Reading passage:

____________________

To be fair, it’s possible that a good purpose could happen to have a perceived personal benefit, yet still be a good purpose.
This isn’t a good purpose, though, or perhaps more accurately one can only claim it is good after one decides to be willfully blind to the larger bad part of it.
Maybe. I like to think not, but until we find ourselves in a world where encouraging citizens to participate in the democratic process gives a nudge to the Republican party and throwing up all manner of unnecessary obstacles in an effort to minimize the electorate helps out the Democrats, I guess we’ll never know for sure.
Speaking for myself, I support it either way. I think the vote should be protected. No legal voter should have his vote potential cancelled out by an illegal vote.
I’m also not convinced that more minority democratic voters are potentially negatively affected by protecting the vote than white republican voters. My reasoning is poor white republican voters are likely to live in very rural areas, while minority democratic voters tend to be concentrated in cities. So, the group that is likely to be far from a place to get the proper papers are republican white voters, not minority black voters, where services will likely be closer.
Oh, so none of this is actually happening, then? Just something to whine about? A scheme cooked up by Al Sharpton and Jesse Jackson to score more cocaine?
Whereas I think no legal voter should have unnecessary obstacles placed in their way in order to prevent fraud that is negligible-to-non-existent, particularly where those putting the obstacles in place are doing so for blatantly partisan reasons. Effectively disenfranchising 1,000 legal voters to stop 10 illegal ones is far more damaging to the democratic process.
And as evidence I point to the lack of any posts from you defending a Republican about anything ever. Yes, on this issue my defense aligns with my preferred party, but I’ve made a boatload of posts in GD defending Secretary Clinton over the idiocy of this manufactured e-mail “scandal.” Because although I don’t want her to succeed politically, I want her policies to be rejected, not some bullshit that vaguely hints at unspecified laws or laws that only came into existence after she left the post. I spent dozens of posts correcting right wing morons who called Ted Kennedy a murderer. I spent time defending Patrick Kennedy after his legitimate Ambien use caused false accusations that he was drunk.
In other words, what drives me is principle, every single time.
That’s true of many commentators here, of course. But not you. Your principle is: whatever helps the Democrat.
I don’t see how any of this absolves you of a fair accusation of dishonesty on this particular issue. The fact that you’re capable of defending a Democrat without retching doesn’t magically make voter disenfranchisement okay.
Incidentally, magellan’s still holding out hope that gay marriage will be shown to be harmful. Even a tenuous demonstration will “convince” him far more rapidly than any number of accounts of hassled voters.
Let me translate for the mentally-challenged: Just because you claim to be standing on principle does not make your position admirable. Standing on bad principles is worse than standing on none at all.
If I claim, “I stand for the principle that marriage equals one man and one woman”, then point at liberals and accuse them of being unfamiliar with standing on principles, I don’t see how that makes me better than liberals.

____________________

Dataset excerpts:
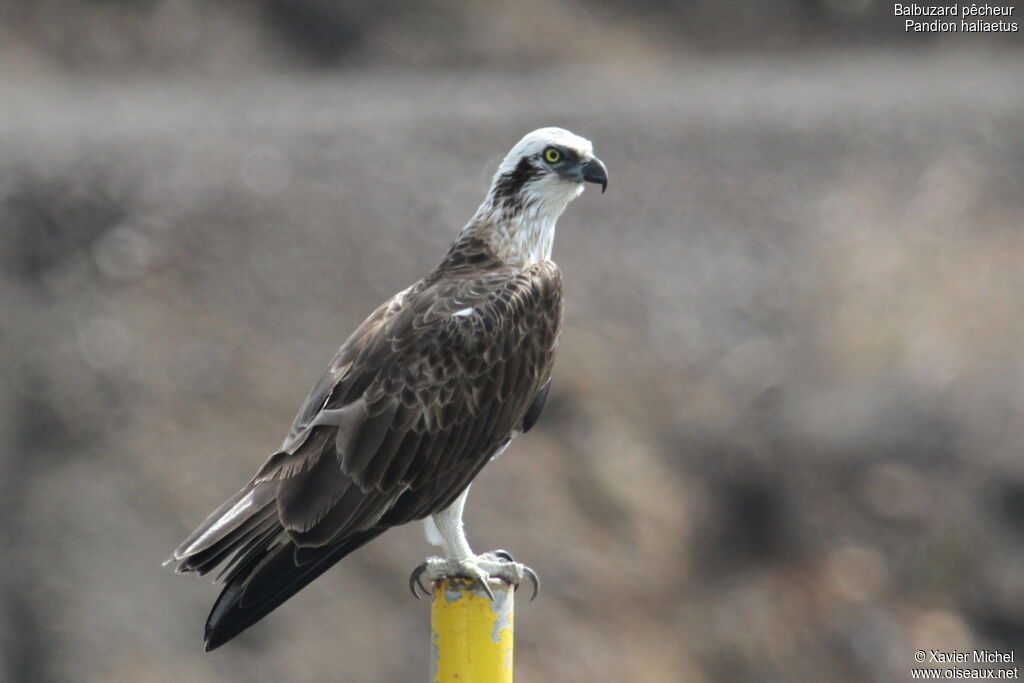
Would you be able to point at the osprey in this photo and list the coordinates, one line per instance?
(432, 386)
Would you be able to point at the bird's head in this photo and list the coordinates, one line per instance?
(539, 177)
(548, 168)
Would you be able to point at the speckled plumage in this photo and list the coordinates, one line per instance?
(421, 396)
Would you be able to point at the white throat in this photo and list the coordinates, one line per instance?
(524, 233)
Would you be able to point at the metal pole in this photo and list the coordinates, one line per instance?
(471, 637)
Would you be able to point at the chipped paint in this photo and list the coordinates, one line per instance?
(472, 637)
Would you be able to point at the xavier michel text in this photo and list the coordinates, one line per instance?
(974, 18)
(986, 656)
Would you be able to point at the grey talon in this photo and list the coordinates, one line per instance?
(534, 579)
(414, 581)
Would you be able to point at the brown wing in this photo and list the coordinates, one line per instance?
(408, 413)
(417, 402)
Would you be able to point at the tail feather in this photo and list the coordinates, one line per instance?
(267, 575)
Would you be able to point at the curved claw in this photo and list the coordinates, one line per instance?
(534, 579)
(414, 581)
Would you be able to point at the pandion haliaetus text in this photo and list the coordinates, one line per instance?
(433, 385)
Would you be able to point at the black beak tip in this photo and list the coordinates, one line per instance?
(594, 171)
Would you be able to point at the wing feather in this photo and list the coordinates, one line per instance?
(410, 410)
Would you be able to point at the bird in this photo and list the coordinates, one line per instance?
(432, 386)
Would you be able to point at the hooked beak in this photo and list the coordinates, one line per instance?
(594, 171)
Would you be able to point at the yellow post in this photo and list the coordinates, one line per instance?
(471, 637)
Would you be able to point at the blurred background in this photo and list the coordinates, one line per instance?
(784, 436)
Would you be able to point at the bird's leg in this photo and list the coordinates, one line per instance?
(444, 528)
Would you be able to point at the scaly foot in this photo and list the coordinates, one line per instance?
(480, 569)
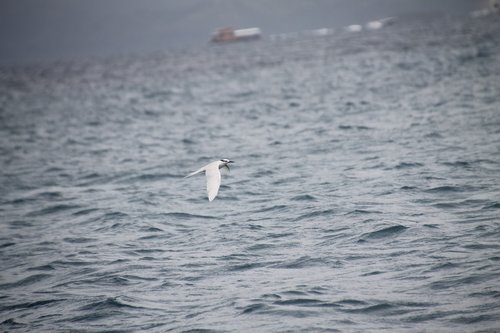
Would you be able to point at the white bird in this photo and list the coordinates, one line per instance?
(213, 176)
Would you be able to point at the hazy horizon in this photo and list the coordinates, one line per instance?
(32, 30)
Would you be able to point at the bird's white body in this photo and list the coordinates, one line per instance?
(213, 176)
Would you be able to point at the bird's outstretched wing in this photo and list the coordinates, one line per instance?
(197, 171)
(213, 180)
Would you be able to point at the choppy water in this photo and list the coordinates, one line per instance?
(365, 195)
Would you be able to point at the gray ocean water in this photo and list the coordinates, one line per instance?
(365, 196)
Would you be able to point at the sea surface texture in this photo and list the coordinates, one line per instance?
(365, 196)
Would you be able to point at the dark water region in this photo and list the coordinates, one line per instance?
(365, 196)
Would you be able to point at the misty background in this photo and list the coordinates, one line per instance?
(34, 30)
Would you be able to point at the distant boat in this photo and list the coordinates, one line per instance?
(232, 35)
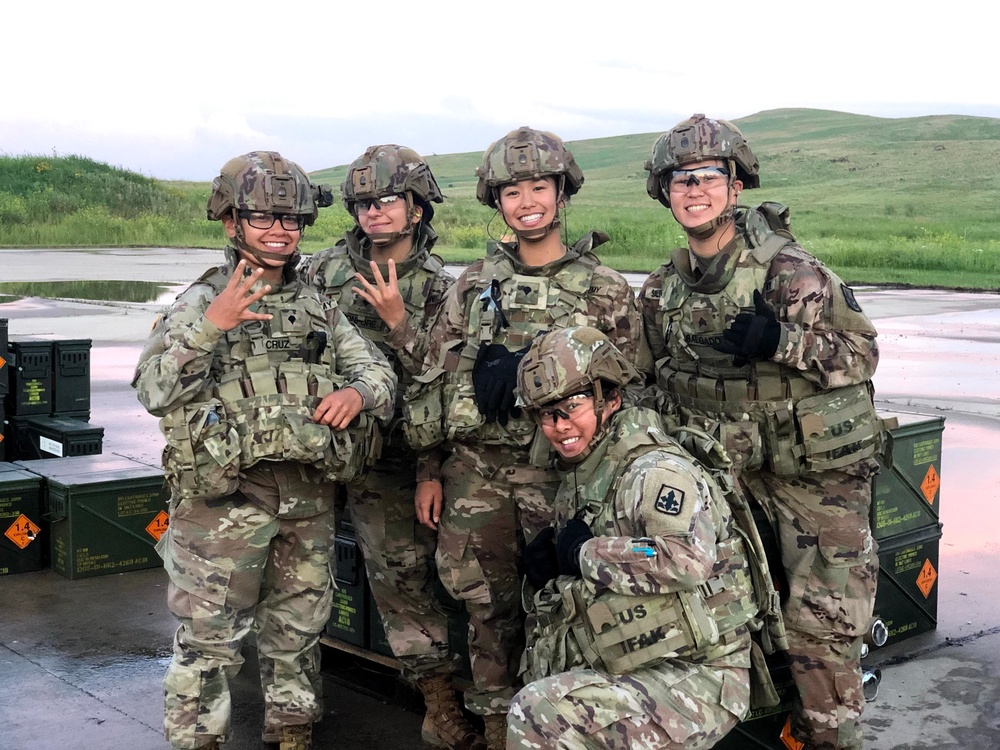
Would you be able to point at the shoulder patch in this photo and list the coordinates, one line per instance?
(670, 500)
(849, 297)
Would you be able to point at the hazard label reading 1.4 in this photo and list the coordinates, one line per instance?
(22, 532)
(158, 526)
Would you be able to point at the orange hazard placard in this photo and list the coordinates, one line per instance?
(931, 483)
(158, 525)
(22, 532)
(786, 736)
(926, 578)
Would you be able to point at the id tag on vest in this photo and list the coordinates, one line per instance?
(529, 293)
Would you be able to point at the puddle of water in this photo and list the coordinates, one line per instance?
(100, 291)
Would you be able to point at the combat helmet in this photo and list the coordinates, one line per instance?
(698, 139)
(526, 154)
(265, 181)
(568, 361)
(391, 170)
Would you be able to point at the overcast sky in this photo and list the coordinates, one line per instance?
(174, 89)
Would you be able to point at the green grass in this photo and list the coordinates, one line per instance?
(883, 201)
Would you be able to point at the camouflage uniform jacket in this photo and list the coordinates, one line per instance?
(423, 283)
(257, 375)
(500, 300)
(823, 365)
(663, 531)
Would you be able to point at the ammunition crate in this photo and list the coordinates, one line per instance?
(71, 378)
(54, 437)
(101, 520)
(29, 370)
(21, 540)
(906, 598)
(906, 497)
(349, 617)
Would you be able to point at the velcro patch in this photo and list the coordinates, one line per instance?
(670, 500)
(849, 298)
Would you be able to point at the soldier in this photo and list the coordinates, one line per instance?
(496, 487)
(383, 277)
(760, 343)
(642, 535)
(265, 394)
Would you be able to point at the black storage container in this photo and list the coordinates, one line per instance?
(71, 378)
(29, 370)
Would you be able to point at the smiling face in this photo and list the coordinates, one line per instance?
(570, 424)
(275, 239)
(384, 216)
(529, 205)
(696, 204)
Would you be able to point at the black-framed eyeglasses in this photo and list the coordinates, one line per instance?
(381, 203)
(264, 220)
(565, 409)
(706, 177)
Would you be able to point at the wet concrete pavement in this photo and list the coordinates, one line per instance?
(80, 661)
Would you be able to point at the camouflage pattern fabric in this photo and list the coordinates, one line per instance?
(485, 522)
(234, 567)
(654, 499)
(494, 499)
(826, 343)
(257, 556)
(398, 551)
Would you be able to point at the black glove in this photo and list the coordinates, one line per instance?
(539, 561)
(494, 377)
(568, 545)
(752, 337)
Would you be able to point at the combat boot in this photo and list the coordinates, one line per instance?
(444, 723)
(496, 731)
(296, 737)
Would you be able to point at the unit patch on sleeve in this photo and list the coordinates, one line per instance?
(670, 500)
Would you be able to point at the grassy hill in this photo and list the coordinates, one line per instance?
(912, 200)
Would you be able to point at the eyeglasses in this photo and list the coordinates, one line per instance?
(381, 203)
(263, 220)
(707, 177)
(565, 409)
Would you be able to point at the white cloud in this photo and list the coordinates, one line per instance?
(176, 89)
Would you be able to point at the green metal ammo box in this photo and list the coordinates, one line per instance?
(906, 497)
(20, 520)
(102, 521)
(906, 598)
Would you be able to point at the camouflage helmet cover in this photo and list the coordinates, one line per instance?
(265, 181)
(699, 139)
(389, 170)
(567, 361)
(526, 154)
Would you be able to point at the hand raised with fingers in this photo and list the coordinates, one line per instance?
(384, 295)
(232, 306)
(337, 409)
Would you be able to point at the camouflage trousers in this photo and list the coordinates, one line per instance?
(398, 554)
(234, 567)
(671, 705)
(493, 504)
(831, 565)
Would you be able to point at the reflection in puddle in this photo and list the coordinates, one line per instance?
(101, 291)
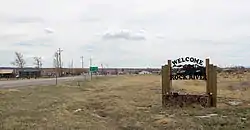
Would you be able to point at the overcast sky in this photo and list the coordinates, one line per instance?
(125, 33)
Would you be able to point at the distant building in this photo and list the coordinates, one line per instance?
(144, 72)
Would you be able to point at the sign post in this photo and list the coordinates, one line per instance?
(93, 69)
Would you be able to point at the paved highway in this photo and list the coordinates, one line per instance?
(34, 82)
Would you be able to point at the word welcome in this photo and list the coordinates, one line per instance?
(188, 77)
(187, 59)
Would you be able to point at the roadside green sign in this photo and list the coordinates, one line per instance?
(93, 69)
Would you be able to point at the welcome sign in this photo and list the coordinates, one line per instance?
(188, 68)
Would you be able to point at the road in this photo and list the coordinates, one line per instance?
(34, 82)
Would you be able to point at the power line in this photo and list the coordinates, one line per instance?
(60, 60)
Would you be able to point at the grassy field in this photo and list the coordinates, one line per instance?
(123, 103)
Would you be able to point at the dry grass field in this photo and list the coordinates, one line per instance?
(124, 103)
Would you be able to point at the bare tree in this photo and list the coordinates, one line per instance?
(19, 60)
(38, 62)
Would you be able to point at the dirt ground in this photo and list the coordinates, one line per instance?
(123, 103)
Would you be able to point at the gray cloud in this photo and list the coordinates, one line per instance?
(49, 30)
(42, 41)
(124, 34)
(20, 19)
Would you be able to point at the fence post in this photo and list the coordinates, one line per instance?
(164, 84)
(169, 82)
(214, 87)
(208, 91)
(210, 84)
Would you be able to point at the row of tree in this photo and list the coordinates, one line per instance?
(20, 61)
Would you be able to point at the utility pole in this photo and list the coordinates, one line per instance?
(72, 65)
(82, 60)
(57, 61)
(60, 60)
(90, 65)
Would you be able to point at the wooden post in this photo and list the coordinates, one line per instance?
(214, 86)
(208, 91)
(164, 84)
(169, 82)
(210, 84)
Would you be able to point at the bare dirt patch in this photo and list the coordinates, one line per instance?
(120, 103)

____________________

Exercises to complete:
• a. In the voter ID discussion, how many legal voters does one commenter say are effectively disenfranchised to stop 10 illegal ones?
• b. Decide whether each statement agrees with the voter ID discussion: (i) One commenter says poor white Republican voters are likely to live in very rural areas. (ii) One commenter says he has never defended Secretary Clinton. (iii) One commenter says standing on bad principles is better than standing on none.
• c. Carry the voter ID discussion forward from its last sentence.
The data has nothing to do with the voter ID discussion.

Answer list:
• a. 1,000 legal voters.

• b.
(i) Yes: "poor white republican voters are likely to live in very rural areas"
(ii) No: "I’ve made a boatload of posts in GD defending Secretary Clinton"
(iii) No: "Standing on bad principles is worse than standing on none at all."

• c.
Would you in this hypothetical be a better person if you didn’t have any principles to stand on at all, and were against gay marriage just 'cuz? Because that’s what it would mean if standing on bad principles is worse than standing on no principles.
It makes you better than liberals who support same-sex marriage because the Democrats support it. Frankly, there are probably not too many of those. The same-sex marriage divide doesn’t really threaten traditional dividing lines; most liberals probably favor same-sex marriage for the same reasons that they are liberal in the first place just as most conservatives who oppose it are probably doing so for the same reasons that they are conservative in the first place.
The question arises more in topics that would otherwise run counter to professed principles. Liberals who inveigh against “state’s rights” but suddenly discover an abiding respect for the concept when discussing legalizing marijuana, and conservatives that valorize state’s rights except if the state in question legalizes assisted suicide are better examples of the phenomenon.
Sure I can, most famously for Barry Goldwater, who opposed the Civil Rights laws due to his adherence to State’s Rights. He said he agonized over the choice, and I believe him. It was a principled stand, and it was also wrong. There are valid principles that can be trumped by other, more important, valid principles.
Civil rights, voting rights are, by the light of my principles, primary core principles. Without Federal oversight and effort, the racist states would have dragged out the process forever. The situation was urgent, and if a principle must be compromised in a state of emergency, then"state’s rights" was the one to be compromised. Because equal rights for citizens exceeds even the core importance of the Constitution, something had to be done!
(I’m often reminded of Dick Gregory’s line regarding the “take it slow” approach:
“Get your foot off my Grandmother’s neck! Now, goddamit, not one toe at a time!”)
Goldwater was wrong. He was wrong on principle, but still terribly, terribly wrong.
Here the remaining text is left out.